• What to do
1/ Reproduce the passage from the article on male sterility in plants word for word, starting at "In cytoplasmic male" and ending at "production is interrupted.".
2/ Answer these questions using the article on male sterility in plants.
(a) What nutritive tissue needed for pollen maturation is often impaired in cytoplasmic male sterility?
(b) How are cytoplasmic male sterility systems inherited?
(c) Which two crops are named as examples where nuclear Rf genes are needed to restore fertility in hybrid progeny?

= Male sterility in plants =

Sterile male plants are plants that fail to produce functional pollen resulting in the inability to self-fertilize or contribute pollen for fertilization. Male sterility can arise from genetic mutations in either the nuclear or cytoplasmic genomes, developmental defects in anther or pollen formation, or environmental factors. Naturally occurring male sterility systems, as well as engineered approaches, are widely used in plant breeding to facilitate the production of hybrid seed. Pollen development is highly sensitive to environmental conditions, with heat stress posing a significant and increasing challenge in crop production. High day or night temperatures can trigger male sterility, resulting in reduced seed or fruit set and yield. Even a short episode of elevated temperature can disrupt anther development, often by causing premature degeneration of the tapetum or impairing its ability to nourish developing pollen.

In cytoplasmic male sterility (CMS), defects in mitochondrial gene expression disrupt normal anther and pollen development, often through impaired function of the tapetum, a nutritive tissue required for pollen maturation. CMS systems are widespread in flowering plants and have been extensively exploited in crop breeding to facilitate hybrid seed production. In some engineered systems, targeted genetic approaches have been used to selectively disrupt tapetal function to induce male sterility. The mutations cause the breakdown of the mitochondria in these specific cells and result in cell death and so pollen production is interrupted.

== Types of male sterility ==
Male sterility in plants can be broadly classified based on its genetic basis and the mechanisms by which sterility is expressed. Major categories include cytoplasmic male sterility, genic (nuclear) male sterility, and environmentally sensitive male sterility systems.

=== Cytoplasmic male sterility ===

Cytoplasmic male sterility (CMS) is widely used in the production of hybrid seed in crops which exhibit strong hybrid vigor. CMS systems are maternally inherited and result from specific interactions between mitochondrial genes associated with sterility and a nuclear genome that lacks fertility restorer (Rf) genes, leading to disrupted pollen development. In crop species where seed production is the primary economic trait, such as maize and oilseed Brassica species, nuclear Rf genes are required to restore fertility in hybrid progeny. Although CMS has been extensively characterized and applied in plant breeding, the evolutionary origins of CMS-associated mitochondrial genes and the detailed molecular mechanisms underlying CMS across different plant species remain incompletely understood.

• Input data
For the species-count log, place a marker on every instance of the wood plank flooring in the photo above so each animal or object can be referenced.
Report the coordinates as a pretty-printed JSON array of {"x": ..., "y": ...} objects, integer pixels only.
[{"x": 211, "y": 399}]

• Results of the tasks
1/
In cytoplasmic male sterility (CMS), defects in mitochondrial gene expression disrupt normal anther and pollen development, often through impaired function of the tapetum, a nutritive tissue required for pollen maturation. CMS systems are widespread in flowering plants and have been extensively exploited in crop breeding to facilitate hybrid seed production. In some engineered systems, targeted genetic approaches have been used to selectively disrupt tapetal function to induce male sterility. The mutations cause the breakdown of the mitochondria in these specific cells and result in cell death and so pollen production is interrupted.

2/
(a) The tapetum.
(b) Maternally.
(c) Maize and oilseed Brassica species.